Selected text
○ ○ ○ ○ ○ ○ ○

A look inside how Chris Doyle organizes Iowa's offseason training program

Chad Leistikow
Hawk Central

While you’re still putting together summer vacation plans … the college football season is coming fast.

At Iowa, returning players reported Monday for workouts at the Stew and Lenore Hansen Football Performance Center. In a few days, incoming freshmen will report and begin summer classes.

“We’re really entering the final seven-week phase of our offseason,” Iowa director of football and 20th-year strength and conditioning coach Chris Doyle said Wednesday night during an appearance on the Register’s weekly “Hawk Central” radio show on KxNO (1460 AM) in Des Moines.

Chris Doyle is shown in this 2017 photo inside the weight room at the Stew and Lenore Hansen Football Performance Center.

This, on the Hawkeye football calendar, is Phase Three of Doyle’s training program. He admitted Wednesday he (and others in the industry) in the past tried to “peak” everything at once — strength, speed and conditioning.

That was like trying to chase multiple rabbits at once, he said: ineffective.

Today, Iowa breaks its offseason regimen into three distinct segments.

The winter phase, which starts in January: strength training (building lean body mass and functional-movement corrections).

The spring phase, which is well-covered and runs from mid-March to late-April: speed and power training. (“The harder you push against the ground, the higher you jump and the faster you run,” Doyle said.)

○ ○ ○ ○ ○ ○ ○

The data
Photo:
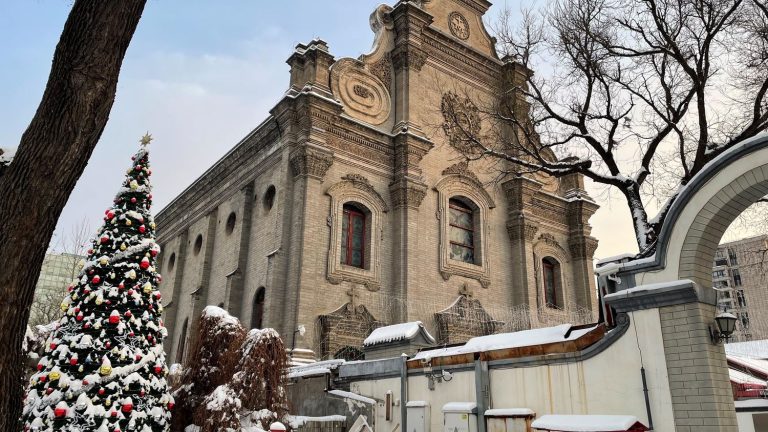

○ ○ ○ ○ ○ ○ ○

What this task involves
Continue the article on Iowa's offseason football training from the point where it stops. The material has nothing to do with what comes next.

Result
The summer phase: conditioning. “Moving weights fast,” as Doyle put it.

This is the calculated period when players take the strength and speed they’ve accrued and built up durability to sustain that throughout the course of a 60-minute game on Saturdays in the fall.

That’s what is happening now, and it might be the least-publicized portion of college football’s offseason grind — while the rest of us outsiders focus on preseason predictions and what's going on the grill.

"As we get into July, the conditioning will really ramp up, the position-specific conditioning," Doyle said. "And, really, the final touches of football preparation are put together here. It’s certainly an exciting time because you can smell it. It’s right around the corner."

In truth, it’s even more intense than it sounds.

Especially for the newcomers.

As mentioned, rookies report Monday — just after Saturday’s Iowa Ladies Football Academy (which, this year, will have topped the $2 million mark in funds raised for the next-door UI Stead Family Children’s Hospital).

Wednesday, Doyle spoke at length about the challenges freshmen typically face after officially putting on the Hawkeye shorts and workout gear for the first time.

For the most part, he correctly pointed out, every incoming recruit was “the best kid on the field on Friday nights.”

Complexity is one of the biggest challenges they’ll face. In high school, these players typically deal with much simpler football schemes — as you’d expect. They also used to be able to maybe get away with going 80 percent during high school practices (or even games) and still dominate the field.

“You can’t get away with that here. There are 100 other guys that are as talented as you are,” Doyle said. “So the intensity ramps up; the volume ramps up, the anxiety. Everything that is happening is happening faster and more intense. So not only does it require great focus and concentration when you’re training, but the lifestyle and recovery commitment is greater.

“In high school, there probably wasn’t a lot of time spent on recovery — they didn’t need to; there wasn’t a lot to recover from.”

(Ready to work out yet?)

After this conditioning phase, it’s fall camp. That starts at the end of July — next month. That’s when pads will be popping, coaches can actually coach, and when things get ramped up in time for the Sept. 1 season opener.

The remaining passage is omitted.